## PROVIDED PASSAGE
☆ ☆ ☆ ☆ ☆

# 8' bendable aristo rail ?



## mickey (Jan 28, 2009)

I am looking to minimize the number of connections/clamps I have to do to avoid future issues. I saw where Aristo offers the 8' bendable rails. I plan on using them only for straight sections. How difficult is it to put on the plastic ties and does anyone know if you come out about the same cost per foot as compared to the 6' straights but the time you get the rails and ties. Trying to decide before I commit to layout. Any input would be appreciated.


----------



## Nicholas Savatgy (Dec 17, 2008)

I use 8ft flex rail for the same reason, less joints less problems. As far as installing ties, very simple Cost is the same as sectional per ft. and if you bought a daul track railbender, then you can bend it to go where ever you like. I think 8ft flex track rules myself.


----------



## wchasr (Jan 2, 2008)

But the cost of said flex track is outrageous! I had been buying before the great escalation of prices a tube of 12 sticks of 8 foot Stainless for about $125 with shipping. That same tube is now almost $400!!!!!! AND that is with NO ties! WOW! OUCH! 

Chas


----------



## mickey (Jan 28, 2009)

Is that brass or SS? Ouch is right.........Hasn't all track gone crazy???


----------



## Nicholas Savatgy (Dec 17, 2008)

Yes all Track prices have gone thru the roof, but still the same price with ties per ft as sectional track. Shop around to find the best price, I use SS only.

☆ ☆ ☆ ☆ ☆

## WHAT IS ASKED
**A.** List every distinct username that posts in the Aristo rail thread.
**B.** Carry the Aristo rail thread forward with new posts that follow its last reply.

## COLLECTED MATERIAL
☆ ☆ ☆ ☆ ☆

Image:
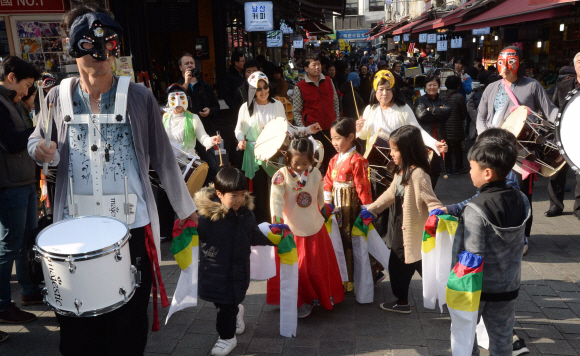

☆ ☆ ☆ ☆ ☆

## RESPONSE LIST
**A.**
mickey
Nicholas Savatgy
wchasr

**B.**
----------



## wchasr (Jan 2, 2008)

I'm with you Nick...SS all the way...well mostly anyway. I would buy a tube of rails when I could find them and have been stock piling it but I can no longer afford to. I was buying ties back when folks were selling them loose too. I think I've got 144 feet or 192 feet of that now? I've got a LOT of shorter chuncks but even the rail clamps have gotten expensive. Still that is what I'll invest in. I just cannot do it now. 

Chas


----------



## John J (Dec 29, 2007)

I like the idea of 8 ft sections.  The Flex ties are not hard to put on. I would invest in a dual Rail bender of some kind. If you see a bargin on track even if it is just the raill or the ties are shot. 
Buy the rail then fix it with flex ties. With a dual railbender you can Make any curve you want for your RR. You can even Un Bend ( Change a cureature) of used curve track. i found a bragin in Las Vegas a few years back. It was 6 ft sections of rail only not ties enought to make 125 feet of track. I bought it and put Flexties on it and it is just like new. I bought some 1 ft sections of curve track. I joined them together changed thier curveature and used them in a tunnel.


----------



## Terl (Jan 2, 2008)

Be sure to include the shipping cost to decide whether 8ft rails would be the most economical. I seem to remember from a long time ago that 4.5 foot track turned out cheaper than 5 foot sections because of some cut off dimension with UPS shipping. When I put together my 6 foot pieces of track with plastic ties, I use a file to taper the end of the rail so that it "sleds" through the ties rather than snagging on the edges. Also it helps quit abit to run a candle on the edges and bottom to the rail to lubricate its passage. 

Terl


----------



## aceinspp (Jan 2, 2008)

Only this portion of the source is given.